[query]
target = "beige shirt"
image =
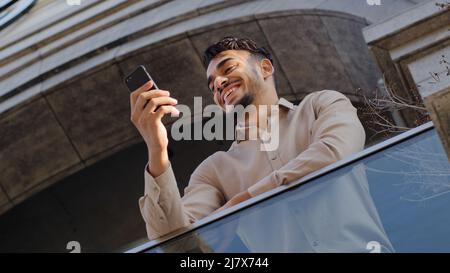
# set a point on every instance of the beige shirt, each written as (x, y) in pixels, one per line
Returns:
(322, 129)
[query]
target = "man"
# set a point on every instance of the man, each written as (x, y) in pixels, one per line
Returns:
(322, 129)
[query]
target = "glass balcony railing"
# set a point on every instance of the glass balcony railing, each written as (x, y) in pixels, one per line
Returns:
(392, 197)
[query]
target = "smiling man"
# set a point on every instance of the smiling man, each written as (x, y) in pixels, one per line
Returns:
(322, 129)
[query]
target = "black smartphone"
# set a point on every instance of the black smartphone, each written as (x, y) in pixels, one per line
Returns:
(138, 78)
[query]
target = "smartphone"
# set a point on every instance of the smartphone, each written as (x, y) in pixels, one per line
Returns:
(138, 78)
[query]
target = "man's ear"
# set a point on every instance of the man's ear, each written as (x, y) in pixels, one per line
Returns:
(267, 68)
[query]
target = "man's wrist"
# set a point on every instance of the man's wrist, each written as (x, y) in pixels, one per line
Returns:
(158, 162)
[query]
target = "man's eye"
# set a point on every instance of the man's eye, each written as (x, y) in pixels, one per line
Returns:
(229, 69)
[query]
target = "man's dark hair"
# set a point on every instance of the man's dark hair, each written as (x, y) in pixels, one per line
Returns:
(233, 43)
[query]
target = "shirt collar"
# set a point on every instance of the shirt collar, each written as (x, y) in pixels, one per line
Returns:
(240, 128)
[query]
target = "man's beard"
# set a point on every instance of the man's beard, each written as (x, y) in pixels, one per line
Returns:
(246, 100)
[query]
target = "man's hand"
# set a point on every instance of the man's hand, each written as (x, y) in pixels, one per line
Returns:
(147, 109)
(238, 198)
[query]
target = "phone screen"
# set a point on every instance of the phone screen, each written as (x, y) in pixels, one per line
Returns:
(138, 78)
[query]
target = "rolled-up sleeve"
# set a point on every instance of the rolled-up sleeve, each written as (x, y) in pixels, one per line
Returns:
(164, 211)
(336, 133)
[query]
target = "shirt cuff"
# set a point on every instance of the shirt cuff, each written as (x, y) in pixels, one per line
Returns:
(155, 185)
(263, 185)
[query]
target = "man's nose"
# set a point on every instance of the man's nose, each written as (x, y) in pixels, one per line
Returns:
(221, 82)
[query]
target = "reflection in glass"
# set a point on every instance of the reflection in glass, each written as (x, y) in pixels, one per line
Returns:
(395, 200)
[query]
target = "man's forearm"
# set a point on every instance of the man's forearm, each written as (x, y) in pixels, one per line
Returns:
(158, 162)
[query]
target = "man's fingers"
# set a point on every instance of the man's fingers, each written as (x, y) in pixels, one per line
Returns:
(144, 97)
(159, 101)
(134, 95)
(167, 109)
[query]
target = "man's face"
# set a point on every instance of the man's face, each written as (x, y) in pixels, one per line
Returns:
(233, 78)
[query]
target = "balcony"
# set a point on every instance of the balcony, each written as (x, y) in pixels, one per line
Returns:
(391, 197)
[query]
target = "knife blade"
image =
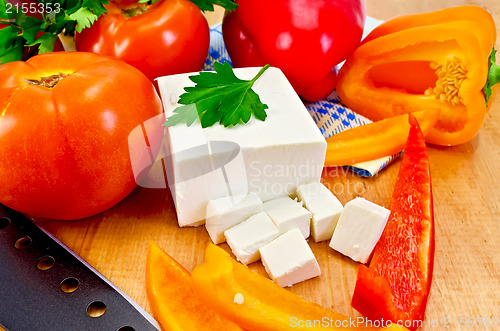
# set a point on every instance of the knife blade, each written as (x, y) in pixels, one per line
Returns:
(46, 286)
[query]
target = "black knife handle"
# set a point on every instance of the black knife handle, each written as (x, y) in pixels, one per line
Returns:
(46, 286)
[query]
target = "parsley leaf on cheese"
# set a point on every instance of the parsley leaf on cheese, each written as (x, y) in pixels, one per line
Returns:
(219, 97)
(57, 16)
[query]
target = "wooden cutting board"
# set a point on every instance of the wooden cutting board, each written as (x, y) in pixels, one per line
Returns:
(466, 281)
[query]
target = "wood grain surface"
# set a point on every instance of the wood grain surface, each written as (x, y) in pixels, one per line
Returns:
(466, 281)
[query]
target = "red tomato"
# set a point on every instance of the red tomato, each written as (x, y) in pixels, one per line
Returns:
(171, 37)
(65, 148)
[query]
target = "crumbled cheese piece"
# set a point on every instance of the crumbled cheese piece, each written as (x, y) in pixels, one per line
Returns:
(324, 206)
(288, 214)
(288, 259)
(359, 228)
(246, 238)
(223, 213)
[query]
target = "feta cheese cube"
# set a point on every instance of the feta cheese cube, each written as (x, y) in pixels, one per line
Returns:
(288, 214)
(359, 228)
(270, 158)
(226, 212)
(246, 238)
(324, 206)
(288, 259)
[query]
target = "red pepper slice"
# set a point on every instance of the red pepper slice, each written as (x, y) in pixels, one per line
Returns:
(397, 282)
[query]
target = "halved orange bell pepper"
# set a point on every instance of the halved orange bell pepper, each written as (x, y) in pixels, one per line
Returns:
(257, 303)
(434, 60)
(397, 281)
(375, 140)
(173, 297)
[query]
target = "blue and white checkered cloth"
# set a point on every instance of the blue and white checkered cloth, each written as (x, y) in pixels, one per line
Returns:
(330, 115)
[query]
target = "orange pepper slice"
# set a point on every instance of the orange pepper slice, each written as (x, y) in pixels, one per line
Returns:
(262, 305)
(174, 300)
(375, 140)
(434, 60)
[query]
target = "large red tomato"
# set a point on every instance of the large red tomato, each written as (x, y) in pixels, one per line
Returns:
(171, 37)
(64, 123)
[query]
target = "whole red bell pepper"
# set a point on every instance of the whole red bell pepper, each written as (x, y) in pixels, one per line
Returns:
(396, 284)
(167, 37)
(304, 38)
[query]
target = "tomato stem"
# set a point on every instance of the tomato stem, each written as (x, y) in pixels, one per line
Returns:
(47, 81)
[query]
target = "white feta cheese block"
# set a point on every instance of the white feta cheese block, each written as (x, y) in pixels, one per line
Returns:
(359, 228)
(324, 206)
(288, 214)
(270, 158)
(226, 212)
(246, 238)
(288, 259)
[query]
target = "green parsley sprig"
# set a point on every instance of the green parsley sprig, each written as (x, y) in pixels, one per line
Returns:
(219, 97)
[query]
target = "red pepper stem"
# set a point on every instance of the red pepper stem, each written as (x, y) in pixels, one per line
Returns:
(261, 71)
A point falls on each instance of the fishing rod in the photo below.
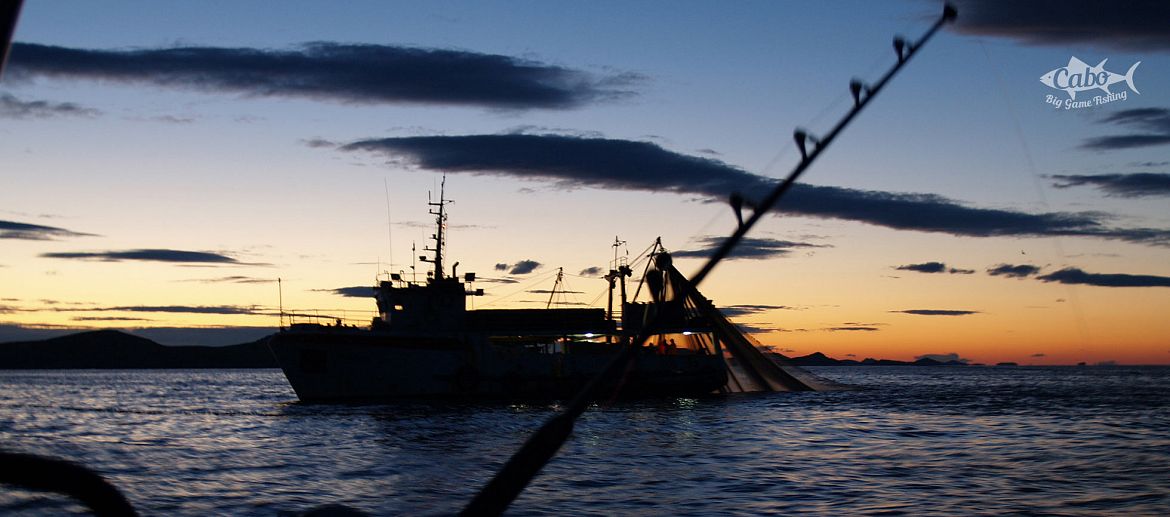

+ + + + + + +

◆ TASK
Word for word, reproduce all of the entries above and omit the pictures.

◆ ANSWER TO THIS EXERCISE
[query]
target = "beige shirt"
image =
# set a point on every instance of the beige shirt, each written as (x, y) in pixels, one per line
Returns:
(322, 129)
[query]
target = "man"
# set a point on every instance of the man, each written as (x, y) in pixels, one per line
Returns:
(322, 129)
[query]
target = "glass balcony railing"
# set a point on every instance of the glass balcony railing, each written as (x, y) in pixels, one per line
Returns:
(392, 197)
[query]
target = "smiling man"
# set a point on every instance of the smiling man, each written as (x, y) in pixels, one per line
Returns:
(322, 129)
[query]
target = "black smartphone"
# set a point on every instance of the black smartphone, each written as (x, y) in pixels, one per line
Returns:
(138, 78)
[query]
target = "smartphone"
# set a point on every instance of the smartphone, each written as (x, y) in pixels, one per line
Returns:
(138, 78)
[query]
target = "man's ear"
# set a point on every instance of the man's ear, each written as (x, y) in pixels, one per line
Returns:
(267, 68)
[query]
target = "man's wrist"
# set a point on every instance of the man's wrist, each written as (x, y) in pixels, one per line
Returns:
(158, 162)
[query]
target = "man's eye"
# set a point on every instance of the man's eye, each written as (x, y) in pixels, one per line
Returns:
(229, 69)
[query]
target = "man's dark hair"
# set a point on every instance of the man's dark hair, each written as (x, y) in pixels, one per line
Returns:
(233, 43)
[query]
target = "shirt collar"
# set a point on every instance of the shirt collar, each written as (x, y) in pixels, one per line
Returns:
(240, 128)
[query]
target = "man's beard"
# set a point on every instance of the man's beard, each written as (x, y) in pixels, one per line
Returns:
(246, 100)
[query]
target = "man's hand"
# set a point on every instance of the man's hand, each written as (x, y) in pixels, one per line
Returns:
(147, 109)
(238, 198)
[query]
target = "phone screen"
# set a point on every instance of the phone screen, each written as (x, y) in pixels, one per line
Returns:
(138, 78)
[query]
target = "rolled-up sleeve"
# set a point on every instance of the rolled-up sleeve, each written as (x, y) in pixels, one per line
Returns:
(164, 211)
(336, 133)
[query]
target = "shirt cuff"
# set a point on every instance of the shirt cuff, each written as (x, y) in pixels, one per line
Returns:
(155, 185)
(263, 185)
[query]
target = "man's nose"
# set a point on every instance of the man's nose, each written as (x, y) in pixels, one per line
Returns:
(221, 82)
[query]
target = "reflection in glass"
# set a point on every instance of the reflection in glass, each written as (x, y) in pixels, one per line
Returns:
(395, 200)
[query]
target = "man's forearm"
# set a point on every instance of the man's forearm, each written as (x, y) in pixels, one per line
Returns:
(158, 162)
[query]
target = "man's fingers"
# set a point on every instance of the man's fingers, each written as (x, y) in pixels, one per line
Returns:
(144, 97)
(159, 101)
(134, 95)
(167, 109)
[query]
target = "man's face"
# set a point on every instance of the man's face, each written as (x, y) in pixels, one per line
Returns:
(233, 78)
[query]
target = "balcony"
# set a point on every instance of the balcony, each written as (x, y) in pixels, one per line
Returns:
(391, 197)
[query]
target = "knife blade"
image =
# set a point on every instance of the knife blade, each written as (x, y) in pixels, one per line
Returns:
(46, 286)
[query]
target = "black knife handle"
# set a point on every instance of the black knife handle, each written as (x, y) in pixels, one per line
Returns:
(46, 286)
[query]
target = "parsley leaf on cheese"
# set a point on every instance of the parsley leaf on cheese, each written as (x, y) in pixels, one per line
Returns:
(219, 97)
(57, 16)
[query]
target = "wooden cutting board"
# set a point on every instance of the wooden cutting board, each written as (x, y) in pixels, one per line
Returns:
(466, 281)
[query]
target = "wood grain surface"
# set a point on every instance of the wood grain surface, each written as (x, y) in pixels, one per line
Returns:
(466, 281)
[query]
target = "red tomato"
# set a point on every instance of the red tomato, each written as (x, y) in pixels, one per line
Returns:
(171, 37)
(65, 148)
[query]
target = "crumbled cheese piece"
# set a point on every instance of the crumbled cheese piece, each written as (x, y) in pixels, one per line
Returns:
(324, 206)
(288, 214)
(288, 259)
(359, 228)
(246, 238)
(223, 213)
[query]
target = "feta cheese cube"
# set a point on every instance of the feta cheese cube, each written as (x, y) in pixels, one per line
Returns:
(288, 214)
(359, 228)
(270, 158)
(226, 212)
(246, 238)
(324, 206)
(288, 259)
[query]
target = "red pepper slice"
# set a point on every instance of the red pepper slice, each written as (x, y) in pixels, one per line
Returns:
(397, 282)
[query]
target = "halved orange bell pepper"
# set a point on every instance of the halved orange bell pepper, each written as (x, y) in pixels, one per line
Returns:
(257, 303)
(434, 60)
(397, 281)
(375, 140)
(173, 297)
[query]
target = "blue and white checkered cloth"
# set a point on every instance of the blue and white checkered cloth, each written as (x, y) in pixels, one per line
Returns:
(330, 115)
[query]
target = "orange pepper slice"
# set a point on every instance of the orange pepper slice, each written as (x, y) in pixels, one per line
Returns:
(262, 305)
(174, 300)
(375, 140)
(434, 60)
[query]
target = "large red tomato"
# set a point on every instance of the large red tomato, each written as (x, y) in pixels, one per line
Returns:
(171, 37)
(64, 123)
[query]
target = "whole red bell pepper"
# set a point on every instance of the whole red bell pepper, each written as (x, y) in pixels, one per line
Returns:
(396, 284)
(167, 37)
(304, 38)
[query]
target = "tomato stem"
# set a point on every instance of the tomato stem, each written as (x, y) in pixels, one per line
Returns:
(47, 81)
[query]
target = "white feta cheese block"
# set a point on every instance of the white feta cheese block, each written as (x, y) in pixels, one per line
Returns:
(359, 228)
(324, 206)
(288, 214)
(270, 158)
(226, 212)
(246, 238)
(288, 259)
[query]
target = "green parsley sprig"
# set a point on every instance of the green parsley sprig, each written as (x, y) in pixels, one per line
Returns:
(219, 97)
[query]
target = "red pepper stem"
# set a point on every instance of the red pepper stem, each written as (x, y) in pixels, one per line
Returns:
(261, 71)
A point falls on each instance of the fishing rod in the photo below.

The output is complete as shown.